[TEXT EXCERPT — start]

Hon. Edwin Hurlbut (October 10, 1817 – November 28, 1905) was an American lawyer, editor, politician and humanitarian and the Mayor of Oconomowoc from 1866 to 1867.

==Early years==
Hurlbut was born in 1817 in Newtown, Connecticut, one of ten children of Philander and Julia Alma (Thomas) Hurlbut. The family moved to Bradford County, Pennsylvania when he was seven years old. They made the trip in a covered wagon, which they lived in until they cleared the land and built a log house on their one thousand acre homestead. During the three months of winter Hurlbut walked four miles a day through the forests to the nearest school, which was held in a log house. The remainder of the year he aided his father in cutting timber, digging up stumps and transforming the wilderness into meadow and grain field. Hurlbut credits these years of hard labor to his later in life gnarled and stiff fingers and joints, which he would state were not the fingers of either a lawyer nor editor. He also attributed these early life experiences to his determination to never shrink from a task.

[TEXT EXCERPT — finish]
[LISTED RECORDS — start]

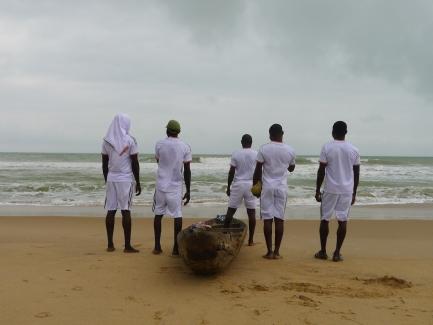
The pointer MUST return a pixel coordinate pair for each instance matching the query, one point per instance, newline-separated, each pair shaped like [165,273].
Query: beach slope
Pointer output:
[56,271]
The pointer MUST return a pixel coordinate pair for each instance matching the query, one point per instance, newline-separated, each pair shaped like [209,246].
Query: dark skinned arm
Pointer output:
[257,173]
[136,171]
[355,182]
[320,177]
[230,178]
[187,179]
[105,166]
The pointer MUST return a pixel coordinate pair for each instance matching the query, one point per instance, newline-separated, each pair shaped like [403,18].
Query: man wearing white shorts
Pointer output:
[121,173]
[339,167]
[174,158]
[274,160]
[239,182]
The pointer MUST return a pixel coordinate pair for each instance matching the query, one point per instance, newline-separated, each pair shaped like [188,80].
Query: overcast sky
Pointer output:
[222,68]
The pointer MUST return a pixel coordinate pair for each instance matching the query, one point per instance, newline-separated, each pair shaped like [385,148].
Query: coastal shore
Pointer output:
[422,211]
[56,271]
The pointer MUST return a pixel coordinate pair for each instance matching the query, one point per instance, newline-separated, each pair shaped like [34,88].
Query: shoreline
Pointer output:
[56,271]
[421,211]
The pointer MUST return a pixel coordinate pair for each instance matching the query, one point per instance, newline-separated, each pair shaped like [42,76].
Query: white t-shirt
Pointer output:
[276,158]
[244,160]
[340,157]
[171,154]
[119,167]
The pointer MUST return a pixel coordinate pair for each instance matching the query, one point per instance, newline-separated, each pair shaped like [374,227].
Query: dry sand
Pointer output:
[55,271]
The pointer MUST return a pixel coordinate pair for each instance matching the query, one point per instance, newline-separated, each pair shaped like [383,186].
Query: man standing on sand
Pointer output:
[273,161]
[120,168]
[240,180]
[174,158]
[339,167]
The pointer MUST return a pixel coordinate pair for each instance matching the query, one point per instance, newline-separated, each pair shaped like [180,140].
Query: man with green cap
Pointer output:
[173,157]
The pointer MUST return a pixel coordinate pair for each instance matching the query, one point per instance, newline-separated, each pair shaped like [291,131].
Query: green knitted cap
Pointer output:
[173,126]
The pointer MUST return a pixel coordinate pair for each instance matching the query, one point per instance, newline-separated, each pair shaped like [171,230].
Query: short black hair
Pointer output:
[247,140]
[276,130]
[339,128]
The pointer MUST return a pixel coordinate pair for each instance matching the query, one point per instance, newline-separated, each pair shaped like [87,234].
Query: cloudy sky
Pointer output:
[222,68]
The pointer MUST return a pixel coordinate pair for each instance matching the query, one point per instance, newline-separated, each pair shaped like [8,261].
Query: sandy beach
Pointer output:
[56,271]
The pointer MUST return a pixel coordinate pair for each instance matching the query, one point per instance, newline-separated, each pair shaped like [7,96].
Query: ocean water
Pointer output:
[76,180]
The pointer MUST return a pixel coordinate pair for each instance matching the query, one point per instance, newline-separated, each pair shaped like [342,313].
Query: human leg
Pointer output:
[126,223]
[109,225]
[279,231]
[157,232]
[177,229]
[342,210]
[267,230]
[251,225]
[341,235]
[229,216]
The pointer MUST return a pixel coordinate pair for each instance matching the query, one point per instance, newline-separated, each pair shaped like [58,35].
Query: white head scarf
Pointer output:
[118,133]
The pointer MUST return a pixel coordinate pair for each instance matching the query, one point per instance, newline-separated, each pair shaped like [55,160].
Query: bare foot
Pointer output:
[175,252]
[269,256]
[277,256]
[130,249]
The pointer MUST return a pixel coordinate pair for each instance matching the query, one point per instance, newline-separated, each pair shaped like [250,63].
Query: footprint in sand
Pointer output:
[131,299]
[43,314]
[157,315]
[303,300]
[259,287]
[389,281]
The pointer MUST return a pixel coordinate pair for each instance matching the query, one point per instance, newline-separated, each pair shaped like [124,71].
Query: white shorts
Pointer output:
[242,191]
[340,203]
[119,195]
[273,203]
[168,203]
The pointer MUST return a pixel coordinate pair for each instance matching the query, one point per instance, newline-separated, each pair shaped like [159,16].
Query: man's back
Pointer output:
[171,154]
[244,160]
[339,156]
[276,158]
[119,166]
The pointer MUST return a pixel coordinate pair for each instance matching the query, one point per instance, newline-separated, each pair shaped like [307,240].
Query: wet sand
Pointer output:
[56,271]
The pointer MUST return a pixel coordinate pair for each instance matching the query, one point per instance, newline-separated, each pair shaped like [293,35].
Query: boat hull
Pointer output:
[209,251]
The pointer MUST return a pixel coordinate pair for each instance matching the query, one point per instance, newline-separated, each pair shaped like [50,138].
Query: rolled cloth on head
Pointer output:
[118,133]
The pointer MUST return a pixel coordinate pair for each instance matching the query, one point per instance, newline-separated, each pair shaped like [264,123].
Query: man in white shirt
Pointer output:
[174,158]
[121,173]
[273,161]
[239,182]
[339,167]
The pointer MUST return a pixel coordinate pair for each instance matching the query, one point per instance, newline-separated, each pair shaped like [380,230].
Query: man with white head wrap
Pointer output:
[174,158]
[121,171]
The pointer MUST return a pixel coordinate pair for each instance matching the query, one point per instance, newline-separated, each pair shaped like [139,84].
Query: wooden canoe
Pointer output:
[210,250]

[LISTED RECORDS — finish]

YOUR TASK: In the Edwin Hurlbut biography above, reproduce the part that opens with the words "Hon. Edwin Hurlbut" and closes with "1866 to 1867.", swapping "humanitarian" for "philanthropist".

RESULT OF THIS EXERCISE:
Hon. Edwin Hurlbut (October 10, 1817 – November 28, 1905) was an American lawyer, editor, politician and philanthropist and the Mayor of Oconomowoc from 1866 to 1867.